→ **Written instruction**
Restate everything from the line containing "Note: for this drill we locate the beige" down through the end of the material below, keeping each request unchanged and raising every coordinate in the answers by 95.

____________

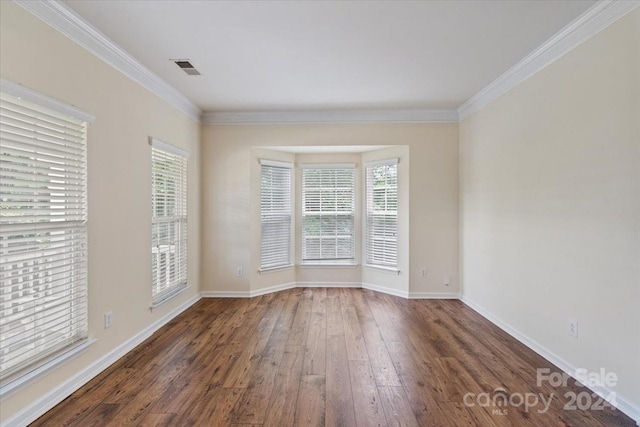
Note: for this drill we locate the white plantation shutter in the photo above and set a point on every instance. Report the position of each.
(43, 233)
(382, 213)
(328, 203)
(275, 214)
(169, 220)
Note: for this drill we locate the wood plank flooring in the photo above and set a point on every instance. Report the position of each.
(316, 357)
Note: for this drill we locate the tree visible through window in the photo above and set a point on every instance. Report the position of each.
(382, 213)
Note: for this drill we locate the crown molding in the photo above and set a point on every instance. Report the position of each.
(329, 117)
(591, 22)
(66, 21)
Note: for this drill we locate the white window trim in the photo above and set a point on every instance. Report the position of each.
(292, 231)
(349, 262)
(19, 91)
(165, 146)
(390, 270)
(39, 369)
(382, 268)
(393, 161)
(273, 269)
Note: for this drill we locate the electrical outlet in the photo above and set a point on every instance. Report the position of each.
(573, 328)
(108, 319)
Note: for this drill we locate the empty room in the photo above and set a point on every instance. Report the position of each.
(319, 213)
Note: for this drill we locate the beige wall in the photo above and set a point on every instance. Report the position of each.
(231, 188)
(550, 184)
(38, 57)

____________

→ **Task answer**
Note: for this drill we locate the beige wall in the photo above and set a point on every instance. Report the position of each.
(326, 283)
(645, 279)
(133, 152)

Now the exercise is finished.